Exercise directions
Using the data below, repeat all of it precisely.

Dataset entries
╭──

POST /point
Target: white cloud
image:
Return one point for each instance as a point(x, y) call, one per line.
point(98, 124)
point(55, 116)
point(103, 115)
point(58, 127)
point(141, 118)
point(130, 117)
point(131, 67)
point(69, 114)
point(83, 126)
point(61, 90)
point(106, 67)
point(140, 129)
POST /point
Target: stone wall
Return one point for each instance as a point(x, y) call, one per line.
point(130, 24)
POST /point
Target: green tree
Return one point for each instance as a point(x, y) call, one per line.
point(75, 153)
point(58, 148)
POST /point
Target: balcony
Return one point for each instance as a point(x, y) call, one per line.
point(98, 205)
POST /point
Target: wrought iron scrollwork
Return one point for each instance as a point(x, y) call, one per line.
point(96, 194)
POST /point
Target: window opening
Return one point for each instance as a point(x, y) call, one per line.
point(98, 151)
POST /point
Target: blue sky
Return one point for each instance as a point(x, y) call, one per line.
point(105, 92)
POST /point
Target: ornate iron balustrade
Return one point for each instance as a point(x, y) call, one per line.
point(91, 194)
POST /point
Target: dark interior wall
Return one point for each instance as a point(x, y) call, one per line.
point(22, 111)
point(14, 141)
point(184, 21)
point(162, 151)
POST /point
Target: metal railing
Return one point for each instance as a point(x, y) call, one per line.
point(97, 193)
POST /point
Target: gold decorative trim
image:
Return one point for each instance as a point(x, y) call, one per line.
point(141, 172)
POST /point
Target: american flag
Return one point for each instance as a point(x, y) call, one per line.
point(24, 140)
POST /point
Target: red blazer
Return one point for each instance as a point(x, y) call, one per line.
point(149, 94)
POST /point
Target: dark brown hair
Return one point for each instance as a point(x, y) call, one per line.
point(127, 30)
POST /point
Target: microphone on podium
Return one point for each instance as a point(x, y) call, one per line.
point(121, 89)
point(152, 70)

╰──

In response
POST /point
Target: white cloud
image:
Return one point for each instance as a point(x, y) call, one per line.
point(98, 124)
point(55, 116)
point(103, 115)
point(58, 127)
point(141, 118)
point(130, 117)
point(131, 67)
point(69, 114)
point(83, 126)
point(61, 90)
point(106, 67)
point(140, 129)
POST /point
Target: stone wall
Return one point for each instance as a point(x, y) call, one per line.
point(130, 24)
POST /point
Target: green tree
Return one point for each instance as a point(x, y) call, one per line.
point(75, 153)
point(58, 148)
POST /point
Target: balcony
Return one point for each instance as a point(x, y) call, one per line.
point(98, 205)
POST /point
Target: wrought iron scrollwork
Return one point for each instance as a point(x, y) call, one per line.
point(96, 194)
POST /point
Target: window opening
Return one point for each instance as a point(x, y) call, one per line.
point(98, 151)
POST /point
Target: blue sky
Return one point for each instance as a point(x, y) call, one per line.
point(105, 92)
POST /point
Target: ornate iron balustrade
Return one point for each instance as a point(x, y) call, one per line.
point(91, 194)
POST /point
Target: dark interior wall
Return one point for each instance as a point(x, y) call, one per line.
point(22, 111)
point(14, 141)
point(184, 21)
point(162, 151)
POST /point
Target: metal railing
Return one point for each instance as a point(x, y) call, one per line.
point(97, 193)
POST /point
Target: gold decorative trim
image:
Return one point for each instance as a point(x, y) call, one per line.
point(141, 172)
POST /point
Target: american flag
Return one point for each instance as a point(x, y) call, one per line.
point(24, 140)
POST /point
Target: red blazer
Return one point for each instance as a point(x, y) call, one per line.
point(149, 94)
POST /point
Target: dark brown hair
Return one point for each instance as a point(x, y) call, one per line.
point(127, 30)
POST /point
Target: microphone on podium
Return one point for each instance as a point(x, y) call, one per line.
point(121, 89)
point(152, 70)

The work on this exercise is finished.